Work task -
Leave out the pictures and repeat the entries below verbatim.

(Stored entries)
*** Block opens ***

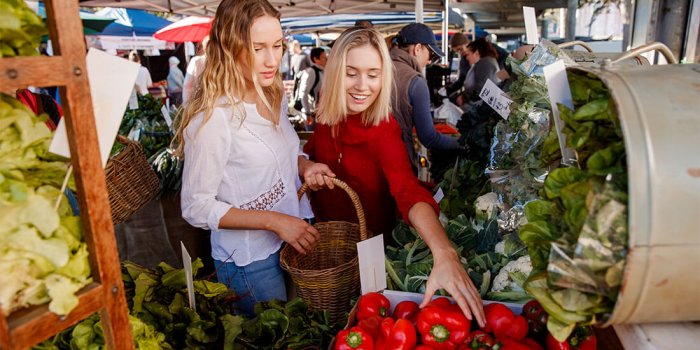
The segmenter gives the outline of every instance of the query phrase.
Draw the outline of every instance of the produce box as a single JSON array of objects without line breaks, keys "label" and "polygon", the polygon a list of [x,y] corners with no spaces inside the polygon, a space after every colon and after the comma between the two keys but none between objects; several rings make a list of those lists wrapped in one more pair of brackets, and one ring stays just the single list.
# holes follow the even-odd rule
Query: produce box
[{"label": "produce box", "polygon": [[[419,293],[409,293],[409,292],[401,292],[401,291],[395,291],[395,290],[383,290],[380,293],[382,293],[389,301],[391,302],[391,310],[389,314],[394,312],[394,307],[402,302],[402,301],[413,301],[416,302],[420,305],[420,303],[423,301],[423,296],[424,294],[419,294]],[[433,296],[433,299],[436,298],[441,298],[443,296],[435,295]],[[450,297],[443,297],[449,299],[451,302],[454,302],[454,300]],[[505,306],[507,306],[509,309],[513,311],[516,315],[520,315],[523,311],[523,305],[524,304],[517,304],[517,303],[506,303],[506,302],[500,302],[500,301],[491,301],[491,300],[484,300],[484,305],[488,305],[491,303],[501,303]],[[355,315],[357,314],[357,303],[352,307],[350,310],[350,313],[348,314],[348,322],[345,324],[344,329],[350,329],[355,326],[357,323],[357,319],[355,318]],[[331,342],[331,345],[328,347],[328,350],[333,350],[335,347],[335,339]]]}]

*** Block closes ***

Your solution -
The segmenter gives the outline of every instance of the query phrase.
Draw the outline of every instance of the produce box as a single JSON array of objects without line breaks, keys "label" and "polygon", the polygon a list of [x,y] corners with no spaces inside the polygon, a space after every colon and after the comma between the two keys but none between objects; several rings make a list of those lists wrapped in one more pair of brackets, and one ring stays just the single list.
# holes follow the even-odd rule
Query: produce box
[{"label": "produce box", "polygon": [[[419,293],[409,293],[409,292],[401,292],[401,291],[395,291],[395,290],[383,290],[380,293],[382,293],[389,301],[391,302],[391,310],[389,314],[394,312],[394,307],[402,302],[402,301],[413,301],[416,302],[420,305],[420,303],[423,301],[423,296],[424,294],[419,294]],[[433,296],[433,299],[436,298],[441,298],[443,296],[435,295]],[[450,297],[443,297],[449,299],[451,302],[454,302],[454,300]],[[505,306],[507,306],[509,309],[513,311],[516,315],[520,315],[523,311],[523,305],[524,304],[517,304],[517,303],[506,303],[506,302],[500,302],[500,301],[491,301],[491,300],[484,300],[484,305],[488,305],[491,303],[501,303]],[[355,315],[357,314],[357,303],[352,307],[350,310],[350,313],[348,314],[348,322],[345,324],[344,329],[350,329],[355,326],[357,323],[357,319],[355,318]],[[331,342],[331,345],[328,347],[328,350],[333,350],[335,347],[335,339]]]}]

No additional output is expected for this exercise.